Your goal:
Copy everything from the start of the rows down to the line containing "x=485 y=211", requests included, and shift each answer coordinate by adding 27 to it. Keep the sample coordinates in the requests unchanged.

[Start of Entries]

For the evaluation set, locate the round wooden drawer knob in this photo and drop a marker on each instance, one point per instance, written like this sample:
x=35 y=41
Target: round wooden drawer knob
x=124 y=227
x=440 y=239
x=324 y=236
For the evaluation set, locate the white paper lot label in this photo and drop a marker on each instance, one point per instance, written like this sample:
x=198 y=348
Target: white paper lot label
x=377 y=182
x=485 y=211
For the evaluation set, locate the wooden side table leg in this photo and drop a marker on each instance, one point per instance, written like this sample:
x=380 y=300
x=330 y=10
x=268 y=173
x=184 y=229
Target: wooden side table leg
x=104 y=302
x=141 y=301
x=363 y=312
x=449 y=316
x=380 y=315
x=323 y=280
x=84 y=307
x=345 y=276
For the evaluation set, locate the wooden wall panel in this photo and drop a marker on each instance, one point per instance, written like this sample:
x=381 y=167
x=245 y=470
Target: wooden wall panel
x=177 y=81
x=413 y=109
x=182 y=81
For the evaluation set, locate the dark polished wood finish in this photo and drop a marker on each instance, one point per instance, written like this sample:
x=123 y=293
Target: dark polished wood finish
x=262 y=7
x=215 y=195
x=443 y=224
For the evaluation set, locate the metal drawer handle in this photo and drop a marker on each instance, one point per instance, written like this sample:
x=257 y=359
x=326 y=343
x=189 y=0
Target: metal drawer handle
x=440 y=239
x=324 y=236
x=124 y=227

[End of Entries]

Result of the task:
For the evaluation set, locate the round wooden drawer knob in this photo and drop a marker on each instance, one point per instance, written like this sample:
x=35 y=41
Target: round wooden drawer knob
x=151 y=254
x=467 y=266
x=351 y=263
For the evaluation set, locate the white paper lot label in this photo and drop a marker on each instance, one point per instance, written like this sample:
x=198 y=348
Target: white paper lot label
x=404 y=209
x=512 y=238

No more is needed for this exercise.